- Problem details: Copy out the records below, requests included, starting at the first line of the records and ending at the line that contains "x=610, y=385". Shift every x and y coordinate in the answers up by 37, and leave the numbers in the requests and their format samples as they are.
═══ Supplied information
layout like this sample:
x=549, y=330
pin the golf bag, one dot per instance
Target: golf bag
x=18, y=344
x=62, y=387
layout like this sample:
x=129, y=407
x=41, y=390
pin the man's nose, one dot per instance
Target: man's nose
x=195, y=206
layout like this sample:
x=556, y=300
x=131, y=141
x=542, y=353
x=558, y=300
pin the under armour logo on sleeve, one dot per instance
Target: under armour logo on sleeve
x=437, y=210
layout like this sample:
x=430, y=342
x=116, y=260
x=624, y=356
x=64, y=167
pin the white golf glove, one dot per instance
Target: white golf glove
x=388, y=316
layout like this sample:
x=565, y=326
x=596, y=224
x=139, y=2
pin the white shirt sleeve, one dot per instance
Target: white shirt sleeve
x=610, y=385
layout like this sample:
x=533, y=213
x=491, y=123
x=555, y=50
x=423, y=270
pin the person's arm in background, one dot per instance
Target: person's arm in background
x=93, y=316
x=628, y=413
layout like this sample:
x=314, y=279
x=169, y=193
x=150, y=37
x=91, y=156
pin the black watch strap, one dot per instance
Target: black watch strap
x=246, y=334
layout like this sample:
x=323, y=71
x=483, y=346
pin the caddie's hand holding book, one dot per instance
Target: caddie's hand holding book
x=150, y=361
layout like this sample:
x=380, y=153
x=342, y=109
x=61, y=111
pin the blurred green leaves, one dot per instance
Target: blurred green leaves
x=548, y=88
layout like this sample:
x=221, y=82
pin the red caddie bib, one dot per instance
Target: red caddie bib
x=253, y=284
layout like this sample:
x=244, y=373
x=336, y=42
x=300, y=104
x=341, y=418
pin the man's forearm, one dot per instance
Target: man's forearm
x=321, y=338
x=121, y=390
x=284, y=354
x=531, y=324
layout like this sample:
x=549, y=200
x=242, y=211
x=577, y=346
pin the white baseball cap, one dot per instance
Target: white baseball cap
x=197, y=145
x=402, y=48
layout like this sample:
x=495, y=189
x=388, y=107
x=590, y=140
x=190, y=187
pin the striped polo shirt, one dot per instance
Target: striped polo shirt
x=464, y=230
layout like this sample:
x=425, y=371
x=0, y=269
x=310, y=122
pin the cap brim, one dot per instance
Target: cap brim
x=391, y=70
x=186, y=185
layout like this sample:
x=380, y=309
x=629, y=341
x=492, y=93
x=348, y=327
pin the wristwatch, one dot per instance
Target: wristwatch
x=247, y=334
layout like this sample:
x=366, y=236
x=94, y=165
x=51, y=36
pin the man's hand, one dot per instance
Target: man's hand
══════
- Result of this exercise:
layout like this sample:
x=549, y=330
pin the golf bag, one dot per instance
Target: golf bag
x=55, y=381
x=99, y=424
layout like this sample:
x=129, y=407
x=41, y=390
pin the man's nose, one dot per instance
Target: man's nose
x=232, y=243
layout like this sample:
x=556, y=300
x=131, y=141
x=542, y=353
x=558, y=300
pin the under armour logo on sleeve, one dot per instance
Target: under armour logo on sleeve
x=474, y=247
layout like this sample:
x=430, y=342
x=116, y=260
x=624, y=356
x=64, y=167
pin the white golf glove, one dot per instance
Target: white golf glove
x=425, y=353
layout like this sample:
x=565, y=326
x=596, y=224
x=139, y=2
pin the white shirt sleeve, one dot per instance
Target: white shirt sleeve
x=647, y=422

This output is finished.